Set problem: Can you edit the stretch from the line containing "Place one keypoint on each instance of the man's" through the last line, changing "eyebrow" to "brow" and leaving everything else as it is?

Supplied data:
____

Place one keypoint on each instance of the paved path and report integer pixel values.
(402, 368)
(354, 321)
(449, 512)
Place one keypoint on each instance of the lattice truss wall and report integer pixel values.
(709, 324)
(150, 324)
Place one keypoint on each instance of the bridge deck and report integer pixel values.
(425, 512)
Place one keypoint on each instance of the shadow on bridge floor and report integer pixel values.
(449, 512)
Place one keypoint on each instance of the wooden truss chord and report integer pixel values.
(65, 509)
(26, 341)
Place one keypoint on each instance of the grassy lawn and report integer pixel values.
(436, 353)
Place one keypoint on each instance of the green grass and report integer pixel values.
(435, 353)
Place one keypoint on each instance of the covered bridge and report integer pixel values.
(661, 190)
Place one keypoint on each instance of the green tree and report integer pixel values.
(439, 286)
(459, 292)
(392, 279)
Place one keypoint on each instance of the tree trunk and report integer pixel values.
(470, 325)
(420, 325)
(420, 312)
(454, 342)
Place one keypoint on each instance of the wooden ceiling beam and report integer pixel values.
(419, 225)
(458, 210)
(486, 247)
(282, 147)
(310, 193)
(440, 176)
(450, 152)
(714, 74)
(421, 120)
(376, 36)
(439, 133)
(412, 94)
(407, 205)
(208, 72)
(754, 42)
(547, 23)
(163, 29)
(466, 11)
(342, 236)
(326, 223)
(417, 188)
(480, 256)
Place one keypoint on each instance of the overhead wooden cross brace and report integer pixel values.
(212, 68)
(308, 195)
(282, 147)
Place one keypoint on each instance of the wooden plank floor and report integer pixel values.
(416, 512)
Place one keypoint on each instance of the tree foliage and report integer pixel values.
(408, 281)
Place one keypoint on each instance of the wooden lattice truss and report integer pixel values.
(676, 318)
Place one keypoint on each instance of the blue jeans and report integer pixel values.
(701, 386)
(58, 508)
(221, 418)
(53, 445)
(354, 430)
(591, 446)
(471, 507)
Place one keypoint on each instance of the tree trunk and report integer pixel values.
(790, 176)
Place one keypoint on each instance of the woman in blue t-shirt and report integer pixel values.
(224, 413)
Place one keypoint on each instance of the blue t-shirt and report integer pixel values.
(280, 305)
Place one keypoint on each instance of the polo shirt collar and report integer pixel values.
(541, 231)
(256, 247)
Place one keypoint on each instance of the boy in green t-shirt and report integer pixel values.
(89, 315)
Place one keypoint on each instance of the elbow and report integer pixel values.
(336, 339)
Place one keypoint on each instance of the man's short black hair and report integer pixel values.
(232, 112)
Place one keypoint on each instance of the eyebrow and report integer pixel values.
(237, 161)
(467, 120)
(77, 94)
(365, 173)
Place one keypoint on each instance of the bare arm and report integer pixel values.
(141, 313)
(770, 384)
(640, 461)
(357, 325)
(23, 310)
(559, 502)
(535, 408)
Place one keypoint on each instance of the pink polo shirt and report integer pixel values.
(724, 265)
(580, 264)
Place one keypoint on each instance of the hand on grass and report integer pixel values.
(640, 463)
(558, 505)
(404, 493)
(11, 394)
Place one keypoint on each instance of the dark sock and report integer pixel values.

____

Solution:
Place one keypoint on each instance of the man's short black hair and report integer pixel values.
(232, 112)
Place one keypoint on each instance of the brow and report integer pixel values.
(237, 161)
(467, 120)
(77, 94)
(365, 173)
Place one keypoint on each instance of the bare arm and report integer pixel values.
(141, 313)
(770, 384)
(640, 461)
(357, 325)
(23, 310)
(559, 502)
(535, 408)
Place one keypoint on each instance of the pink polo shirt and report integer pixel values.
(724, 265)
(580, 264)
Place one keypoint on each instance of the hand on grass and report integer pixel values.
(640, 463)
(558, 505)
(404, 493)
(11, 394)
Place one keypoint on each instance of the dark sock and report integer pixel values.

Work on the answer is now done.